--- Supplied text ---

Theorem nbusgredgeu0 29353

Description: For each neighbor of a vertex there is exactly one edge between the vertex and its neighbor in a simple graph. (Contributed by Alexander van der Vekens, 17-Dec-2017.) (Revised by AV, 27-Oct-2020.) (Proof shortened by AV, 13-Feb-2022.)

Hypotheses

Ref	Expression
nbusgrf1o1.v	⊢ 𝑉 = (Vtx‘𝐺)
nbusgrf1o1.e	⊢ 𝐸 = (Edg‘𝐺)
nbusgrf1o1.n	⊢ 𝑁 = (𝐺 NeighbVtx 𝑈)
nbusgrf1o1.i	⊢ 𝐼 = {𝑒 ∈ 𝐸 ∣ 𝑈 ∈ 𝑒}

Assertion

Ref	Expression
nbusgredgeu0	⊢ (((𝐺 ∈ USGraph ∧ 𝑈 ∈ 𝑉) ∧ 𝑀 ∈ 𝑁) → ∃!𝑖 ∈ 𝐼 𝑖 = {𝑈, 𝑀})

Distinct variable groups:   𝑖,𝐸,𝑒   𝑖,𝐺   𝑖,𝑀   𝑖,𝑁   𝑈,𝑖,𝑒   𝑖,𝑉

Allowed substitution hints:   𝐺(𝑒)   𝐼(𝑒,𝑖)   𝑀(𝑒)   𝑁(𝑒)   𝑉(𝑒)

Proof of Theorem nbusgredgeu0

Step	Hyp	Ref	Expression
1		simpll 766	. . . . 5 ⊢ (((𝐺 ∈ USGraph ∧ 𝑈 ∈ 𝑉) ∧ 𝑀 ∈ 𝑁) → 𝐺 ∈ USGraph)
2		nbusgrf1o1.n	. . . . . . . 8 ⊢ 𝑁 = (𝐺 NeighbVtx 𝑈)
3	2	eleq2i 2823	. . . . . . 7 ⊢ (𝑀 ∈ 𝑁 ↔ 𝑀 ∈ (𝐺 NeighbVtx 𝑈))
4		nbgrsym 29348	. . . . . . . . 9 ⊢ (𝑀 ∈ (𝐺 NeighbVtx 𝑈) ↔ 𝑈 ∈ (𝐺 NeighbVtx 𝑀))

---

» Task requirements: Copy the theorem page from "Theorem nbusgredgeu0 29353" up to and including "𝐸 = (Edg‘𝐺)", swapping "simple graph" out for "simple undirected graph".

--- Listed records ---

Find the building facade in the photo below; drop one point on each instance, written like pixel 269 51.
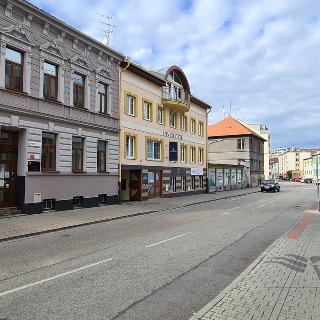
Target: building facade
pixel 231 142
pixel 59 117
pixel 163 135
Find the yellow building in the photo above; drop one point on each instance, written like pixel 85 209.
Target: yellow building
pixel 163 134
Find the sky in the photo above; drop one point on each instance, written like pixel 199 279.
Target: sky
pixel 261 57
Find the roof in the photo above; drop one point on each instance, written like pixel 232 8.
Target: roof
pixel 230 127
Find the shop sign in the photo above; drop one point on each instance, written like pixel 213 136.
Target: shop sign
pixel 197 171
pixel 172 135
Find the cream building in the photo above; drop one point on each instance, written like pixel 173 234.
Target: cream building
pixel 292 161
pixel 163 135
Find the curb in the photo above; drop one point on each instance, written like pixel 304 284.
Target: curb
pixel 198 315
pixel 84 224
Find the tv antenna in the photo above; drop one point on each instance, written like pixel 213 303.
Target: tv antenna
pixel 107 28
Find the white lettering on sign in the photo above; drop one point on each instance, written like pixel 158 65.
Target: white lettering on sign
pixel 172 135
pixel 197 171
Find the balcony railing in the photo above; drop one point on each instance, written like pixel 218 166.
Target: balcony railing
pixel 175 95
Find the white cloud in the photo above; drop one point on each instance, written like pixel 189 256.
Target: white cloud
pixel 262 55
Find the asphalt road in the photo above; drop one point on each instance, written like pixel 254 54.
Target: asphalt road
pixel 165 266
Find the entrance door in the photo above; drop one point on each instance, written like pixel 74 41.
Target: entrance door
pixel 155 184
pixel 8 168
pixel 135 185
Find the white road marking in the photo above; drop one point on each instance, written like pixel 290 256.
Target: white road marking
pixel 163 241
pixel 228 212
pixel 2 294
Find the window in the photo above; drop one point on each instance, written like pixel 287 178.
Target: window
pixel 200 155
pixel 48 157
pixel 14 70
pixel 103 98
pixel 173 184
pixel 77 154
pixel 160 115
pixel 193 125
pixel 241 144
pixel 183 153
pixel 173 151
pixel 78 90
pixel 184 183
pixel 201 182
pixel 193 154
pixel 201 129
pixel 172 120
pixel 102 156
pixel 50 81
pixel 130 147
pixel 153 150
pixel 147 111
pixel 193 182
pixel 183 123
pixel 130 105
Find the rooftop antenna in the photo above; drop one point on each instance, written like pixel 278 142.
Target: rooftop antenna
pixel 107 28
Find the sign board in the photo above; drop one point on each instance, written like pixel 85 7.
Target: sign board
pixel 197 171
pixel 172 135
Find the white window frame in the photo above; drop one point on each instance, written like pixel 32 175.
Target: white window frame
pixel 147 110
pixel 153 142
pixel 130 144
pixel 8 37
pixel 50 52
pixel 160 120
pixel 129 105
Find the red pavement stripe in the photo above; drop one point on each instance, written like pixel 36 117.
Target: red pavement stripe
pixel 295 232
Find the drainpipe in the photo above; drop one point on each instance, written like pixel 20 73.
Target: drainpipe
pixel 128 61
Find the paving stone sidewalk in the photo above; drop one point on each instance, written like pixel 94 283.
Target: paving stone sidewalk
pixel 24 225
pixel 283 283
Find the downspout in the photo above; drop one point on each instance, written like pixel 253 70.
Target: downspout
pixel 128 61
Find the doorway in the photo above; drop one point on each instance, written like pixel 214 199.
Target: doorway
pixel 8 168
pixel 155 184
pixel 135 185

---

» Task result:
Theorem nbusgredgeu0 29353

Description: For each neighbor of a vertex there is exactly one edge between the vertex and its neighbor in a simple undirected graph. (Contributed by Alexander van der Vekens, 17-Dec-2017.) (Revised by AV, 27-Oct-2020.) (Proof shortened by AV, 13-Feb-2022.)

Hypotheses

Ref	Expression
nbusgrf1o1.v	⊢ 𝑉 = (Vtx‘𝐺)
nbusgrf1o1.e	⊢ 𝐸 = (Edg‘𝐺)